British-American political advisor

Neil Patel (/pəˈtɛl/) (born 1970) is a British-American lawyer, hedge fund manager, conservative political advisor, and publisher. He is the co-founder and publisher of The Daily Caller.

==Early life and education==
Patel was born in Scotland and moved to the United States at age three. He graduated from Worcester Academy and received his B.A. from Trinity College in Connecticut. At Trinity, Patel roomed with Tucker Carlson. Patel holds a J.D. from the Georgetown University Law Center, where he was an associate editor of the Georgetown Journal of International Law. He is of Indian descent.

==Career==
Patel served as Scooter Libby's deputy before becoming chief policy advisor to Vice President Dick Cheney. In his role as an advisor to Cheney, Patel represented the Vice President at White House economic and domestic policy meetings, interacted with the business community on behalf of the Vice President, and managed the Vice President's policy staff. He also served as Staff Secretary to the Vice President, managing the flow of all documents to and from Cheney, including classified information.

• _ENTRIES SUPPLIED_
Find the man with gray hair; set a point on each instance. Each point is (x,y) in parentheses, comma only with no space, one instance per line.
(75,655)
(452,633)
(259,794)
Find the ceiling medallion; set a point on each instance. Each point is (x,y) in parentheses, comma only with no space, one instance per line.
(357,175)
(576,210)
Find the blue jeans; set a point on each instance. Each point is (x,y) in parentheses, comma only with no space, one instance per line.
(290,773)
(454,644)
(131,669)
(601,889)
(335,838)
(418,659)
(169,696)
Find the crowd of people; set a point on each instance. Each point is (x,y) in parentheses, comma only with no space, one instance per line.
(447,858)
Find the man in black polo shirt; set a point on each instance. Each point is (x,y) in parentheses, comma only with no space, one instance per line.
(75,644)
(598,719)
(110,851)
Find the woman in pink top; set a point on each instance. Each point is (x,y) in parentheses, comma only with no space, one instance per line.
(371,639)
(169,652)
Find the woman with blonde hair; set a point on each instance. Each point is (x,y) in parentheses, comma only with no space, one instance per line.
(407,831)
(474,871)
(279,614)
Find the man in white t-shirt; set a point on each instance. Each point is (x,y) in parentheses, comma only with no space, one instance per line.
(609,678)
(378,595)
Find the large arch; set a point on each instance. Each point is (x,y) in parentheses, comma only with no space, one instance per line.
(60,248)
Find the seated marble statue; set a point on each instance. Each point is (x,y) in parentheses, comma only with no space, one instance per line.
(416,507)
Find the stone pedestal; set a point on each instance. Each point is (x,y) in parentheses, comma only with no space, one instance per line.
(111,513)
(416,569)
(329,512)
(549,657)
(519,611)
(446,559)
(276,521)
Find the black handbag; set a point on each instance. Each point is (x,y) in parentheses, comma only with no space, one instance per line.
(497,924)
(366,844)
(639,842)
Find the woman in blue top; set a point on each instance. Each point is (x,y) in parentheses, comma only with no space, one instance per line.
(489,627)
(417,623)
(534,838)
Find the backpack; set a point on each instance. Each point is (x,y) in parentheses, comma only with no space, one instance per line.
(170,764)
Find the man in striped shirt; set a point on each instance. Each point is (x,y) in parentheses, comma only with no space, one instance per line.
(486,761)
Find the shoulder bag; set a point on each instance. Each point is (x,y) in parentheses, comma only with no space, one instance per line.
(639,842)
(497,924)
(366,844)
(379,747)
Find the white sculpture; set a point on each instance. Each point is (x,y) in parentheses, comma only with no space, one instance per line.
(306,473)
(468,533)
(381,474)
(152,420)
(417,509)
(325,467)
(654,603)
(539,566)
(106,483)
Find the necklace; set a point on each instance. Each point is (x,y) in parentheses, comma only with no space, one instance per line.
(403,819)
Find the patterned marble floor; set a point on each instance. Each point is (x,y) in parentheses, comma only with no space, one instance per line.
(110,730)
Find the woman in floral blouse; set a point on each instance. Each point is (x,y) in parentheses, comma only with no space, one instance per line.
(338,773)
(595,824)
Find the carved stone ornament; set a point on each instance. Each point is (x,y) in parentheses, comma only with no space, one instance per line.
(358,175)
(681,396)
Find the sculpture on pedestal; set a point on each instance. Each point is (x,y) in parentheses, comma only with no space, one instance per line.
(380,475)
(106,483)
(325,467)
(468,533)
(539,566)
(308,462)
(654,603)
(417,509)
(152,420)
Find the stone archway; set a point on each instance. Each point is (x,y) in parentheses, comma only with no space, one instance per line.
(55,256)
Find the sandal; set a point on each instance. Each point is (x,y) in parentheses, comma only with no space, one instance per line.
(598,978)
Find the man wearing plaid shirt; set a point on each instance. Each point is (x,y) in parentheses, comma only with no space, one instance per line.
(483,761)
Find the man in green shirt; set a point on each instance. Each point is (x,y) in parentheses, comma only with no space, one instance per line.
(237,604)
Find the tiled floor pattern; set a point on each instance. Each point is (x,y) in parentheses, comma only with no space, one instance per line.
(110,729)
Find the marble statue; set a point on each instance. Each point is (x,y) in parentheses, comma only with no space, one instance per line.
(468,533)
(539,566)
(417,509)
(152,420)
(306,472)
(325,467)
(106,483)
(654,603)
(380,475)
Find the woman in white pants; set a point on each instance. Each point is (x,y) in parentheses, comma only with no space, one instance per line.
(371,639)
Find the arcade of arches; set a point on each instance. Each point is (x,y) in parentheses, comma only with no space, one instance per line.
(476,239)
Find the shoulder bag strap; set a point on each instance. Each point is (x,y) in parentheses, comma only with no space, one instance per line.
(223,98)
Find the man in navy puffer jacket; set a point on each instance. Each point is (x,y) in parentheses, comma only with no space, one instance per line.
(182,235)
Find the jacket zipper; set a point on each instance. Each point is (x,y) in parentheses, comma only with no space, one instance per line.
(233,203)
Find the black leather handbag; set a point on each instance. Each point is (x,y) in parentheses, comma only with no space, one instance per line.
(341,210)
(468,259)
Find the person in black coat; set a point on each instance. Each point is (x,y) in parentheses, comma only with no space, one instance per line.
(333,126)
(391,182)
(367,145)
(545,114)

• _ASSIGNMENT_
According to the profile of Neil Patel, at what age did he move to the United States? The records come from a different source than the profile of Neil Patel.

• _ANSWER_
At age three.